_Problems_
1. Reproduce the passage about the Montreal religions conference word for word, from "Article 12.4 - Everyone" to "denigrated in the media or the academia.".
2. Extend the passage about the Montreal religions conference, beginning right after its final sentence.
━━━ Page
In a communiqué released at the beginning of May, the organizing committee
of the event stated that the following question would be submitted to the
participants:
Should violating the sanctity of the scripture of any religion be considered
tantamount to violating the sanctity of the scriptures of all religions?
The original
English version of the communiqué
is still available on the
Council for a Parliament of the World's Religions website.
Yet, before the Montreal meeting has taken place, the organizing committee
of the event has published on its website a Universal Declaration of Human
Rights by the World's Religions that answers the question mentioned above.
According to the program of the conference , this Declaration will be at the
heart of the participants’ discussions.
Article 12.4 - Everyone has the right not to have one's religion denigrated
in the media or the academia.
Article 12.5 - It is the duty of the follower of every religion to ensure
that no religion is denigrated in the media or the academia.
━━━━━━
━━━ Given records
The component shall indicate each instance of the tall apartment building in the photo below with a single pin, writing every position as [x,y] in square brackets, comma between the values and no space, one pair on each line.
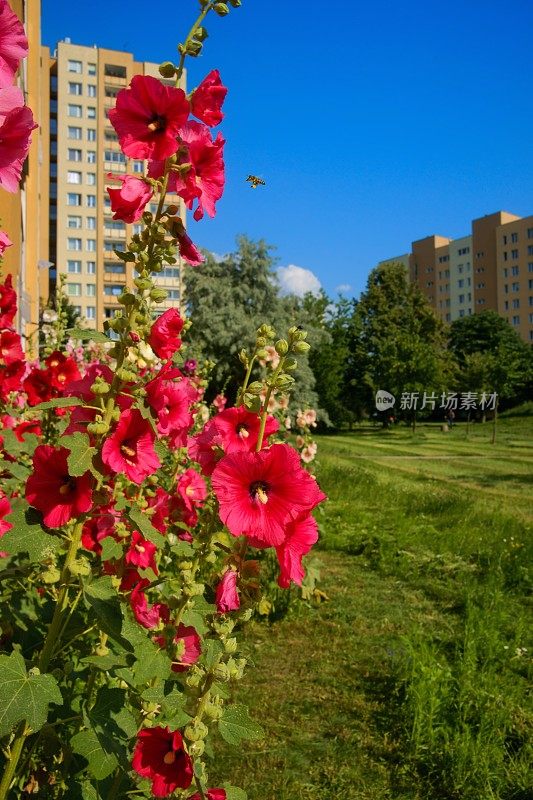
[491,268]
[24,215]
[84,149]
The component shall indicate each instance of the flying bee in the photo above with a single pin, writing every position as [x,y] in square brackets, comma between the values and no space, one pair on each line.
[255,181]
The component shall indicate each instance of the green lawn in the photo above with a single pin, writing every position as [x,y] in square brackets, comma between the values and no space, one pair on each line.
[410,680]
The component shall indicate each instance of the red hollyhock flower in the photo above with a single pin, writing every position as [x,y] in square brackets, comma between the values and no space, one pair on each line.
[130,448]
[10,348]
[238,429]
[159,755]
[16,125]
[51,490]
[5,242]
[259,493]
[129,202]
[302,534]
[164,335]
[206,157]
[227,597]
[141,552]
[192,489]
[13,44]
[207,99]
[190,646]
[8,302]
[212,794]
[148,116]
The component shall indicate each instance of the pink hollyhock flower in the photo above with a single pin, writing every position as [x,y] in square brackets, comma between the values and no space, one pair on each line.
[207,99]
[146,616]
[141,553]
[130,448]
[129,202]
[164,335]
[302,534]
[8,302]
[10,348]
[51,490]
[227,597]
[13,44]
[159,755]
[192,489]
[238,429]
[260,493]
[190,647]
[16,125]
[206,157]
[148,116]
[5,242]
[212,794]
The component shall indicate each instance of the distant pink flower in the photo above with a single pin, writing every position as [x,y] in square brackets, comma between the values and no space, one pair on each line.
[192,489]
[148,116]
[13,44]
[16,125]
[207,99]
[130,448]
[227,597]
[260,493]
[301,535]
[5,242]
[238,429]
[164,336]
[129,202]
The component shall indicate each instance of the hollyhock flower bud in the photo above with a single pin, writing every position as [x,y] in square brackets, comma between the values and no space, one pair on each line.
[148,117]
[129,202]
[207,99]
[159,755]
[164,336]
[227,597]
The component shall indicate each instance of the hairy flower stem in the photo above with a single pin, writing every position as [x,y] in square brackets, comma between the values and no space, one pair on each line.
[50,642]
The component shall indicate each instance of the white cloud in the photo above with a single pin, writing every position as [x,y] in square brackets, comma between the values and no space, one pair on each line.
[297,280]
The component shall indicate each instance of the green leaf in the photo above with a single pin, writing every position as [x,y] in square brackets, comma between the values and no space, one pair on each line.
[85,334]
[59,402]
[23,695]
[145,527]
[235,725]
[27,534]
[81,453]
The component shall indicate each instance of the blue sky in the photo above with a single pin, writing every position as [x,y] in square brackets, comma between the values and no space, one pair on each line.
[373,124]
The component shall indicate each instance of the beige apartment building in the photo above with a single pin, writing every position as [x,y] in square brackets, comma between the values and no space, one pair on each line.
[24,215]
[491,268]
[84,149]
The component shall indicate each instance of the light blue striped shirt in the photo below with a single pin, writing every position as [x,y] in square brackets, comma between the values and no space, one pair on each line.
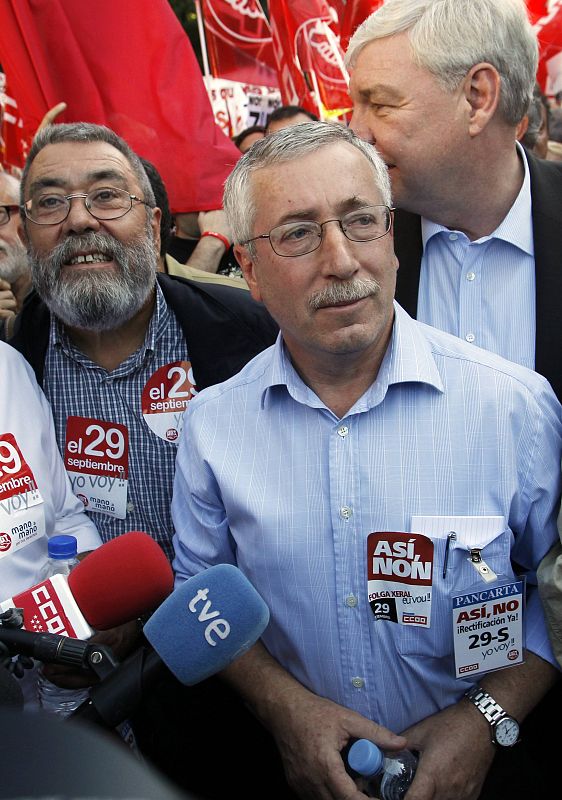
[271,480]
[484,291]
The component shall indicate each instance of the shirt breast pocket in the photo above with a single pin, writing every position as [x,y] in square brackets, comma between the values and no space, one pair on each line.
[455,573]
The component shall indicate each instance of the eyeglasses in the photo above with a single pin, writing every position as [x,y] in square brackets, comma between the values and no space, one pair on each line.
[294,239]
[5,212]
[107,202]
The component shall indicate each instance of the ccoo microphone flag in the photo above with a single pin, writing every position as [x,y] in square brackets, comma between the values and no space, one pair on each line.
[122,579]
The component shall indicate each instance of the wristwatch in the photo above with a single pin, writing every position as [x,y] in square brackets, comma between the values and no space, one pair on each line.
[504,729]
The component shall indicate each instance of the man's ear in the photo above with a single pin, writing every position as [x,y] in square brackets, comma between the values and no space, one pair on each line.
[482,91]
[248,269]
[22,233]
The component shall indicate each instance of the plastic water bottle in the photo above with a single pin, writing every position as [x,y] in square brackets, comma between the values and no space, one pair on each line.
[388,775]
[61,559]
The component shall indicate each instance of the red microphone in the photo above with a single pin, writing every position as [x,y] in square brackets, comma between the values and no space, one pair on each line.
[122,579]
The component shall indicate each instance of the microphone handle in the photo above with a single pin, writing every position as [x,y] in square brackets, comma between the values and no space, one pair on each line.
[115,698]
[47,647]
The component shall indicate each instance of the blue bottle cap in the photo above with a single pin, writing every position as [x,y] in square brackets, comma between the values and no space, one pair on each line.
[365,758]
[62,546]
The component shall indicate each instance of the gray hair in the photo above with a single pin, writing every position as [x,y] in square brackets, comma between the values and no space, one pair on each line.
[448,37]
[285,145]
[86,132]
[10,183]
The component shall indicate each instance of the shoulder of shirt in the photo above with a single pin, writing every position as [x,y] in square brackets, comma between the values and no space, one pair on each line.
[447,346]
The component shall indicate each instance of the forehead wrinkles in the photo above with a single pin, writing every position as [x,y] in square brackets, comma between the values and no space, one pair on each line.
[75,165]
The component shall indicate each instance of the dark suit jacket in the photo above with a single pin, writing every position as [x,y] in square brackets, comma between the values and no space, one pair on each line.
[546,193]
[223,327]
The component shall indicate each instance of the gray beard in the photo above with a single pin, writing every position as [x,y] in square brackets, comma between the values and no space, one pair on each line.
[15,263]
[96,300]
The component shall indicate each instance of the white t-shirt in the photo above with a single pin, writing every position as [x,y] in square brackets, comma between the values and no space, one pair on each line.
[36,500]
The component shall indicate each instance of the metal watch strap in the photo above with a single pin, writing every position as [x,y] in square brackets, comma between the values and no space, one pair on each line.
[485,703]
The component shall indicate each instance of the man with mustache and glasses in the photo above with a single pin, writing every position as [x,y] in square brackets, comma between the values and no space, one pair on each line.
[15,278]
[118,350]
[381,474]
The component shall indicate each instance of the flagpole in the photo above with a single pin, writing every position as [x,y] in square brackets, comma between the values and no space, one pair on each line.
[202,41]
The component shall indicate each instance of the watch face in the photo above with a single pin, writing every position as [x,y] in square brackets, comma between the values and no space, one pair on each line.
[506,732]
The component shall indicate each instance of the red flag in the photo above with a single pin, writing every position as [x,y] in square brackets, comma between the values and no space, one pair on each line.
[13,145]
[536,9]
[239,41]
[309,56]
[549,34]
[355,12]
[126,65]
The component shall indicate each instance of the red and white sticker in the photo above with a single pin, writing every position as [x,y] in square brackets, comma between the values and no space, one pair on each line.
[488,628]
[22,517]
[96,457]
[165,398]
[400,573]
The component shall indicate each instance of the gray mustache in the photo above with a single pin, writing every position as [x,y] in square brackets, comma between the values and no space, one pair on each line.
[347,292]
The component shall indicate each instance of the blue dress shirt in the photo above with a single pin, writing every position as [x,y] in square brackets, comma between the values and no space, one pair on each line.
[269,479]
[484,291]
━━━━━━
_Task-by-task results_
1.
Article 12.4 - Everyone has the right not to have one's religion denigrated
in the media or the academia.
Article 12.5 - It is the duty of the follower of every religion to ensure
that no religion is denigrated in the media or the academia.

2.
If this principle were to be adopted and turned into law, it would open the
door to a wide range of blasphemy-type criminal and other legal proceedings.
This is because it would suffice to claim that a criticism of religion was
“denigrating” to justify legal action. In effect, this Declaration immunizes
religion from criticism.
These measures embrace the line promoted for many years by the Organization
of Islamic Cooperation (OIC). The OIC represents 56 Muslim majority
countries and it pressures non-Muslim countries at the United Nations and in
other international forums to prosecute their own citizens for blasphemy if
they criticize Islam. Article 22a of the OIC Declaration on Human Rights in
Islam reads as follows:
“Everyone shall have the right to express his
opinion freely in such manner as would not be contrary to the principles of
the Shari'ah.”
If certain of the principles found in the Declaration that will be discussed
in Montreal were ever to become law, it could be impossible to criticize
even the severe punishments meted out in some jurisdictions to those who
abandon their religion.
Those Islamic religious authorities calling for the punishing of
"apostates", (1) for example, could claim that such punishments are
protected from criticism and public-policy discussion by their ostensibly
"religious" quality. The same thing could be said of the sharia law
provision according to which parents who kill their children may not be
charged criminally, a situation implicitly endorsing honour killing (2).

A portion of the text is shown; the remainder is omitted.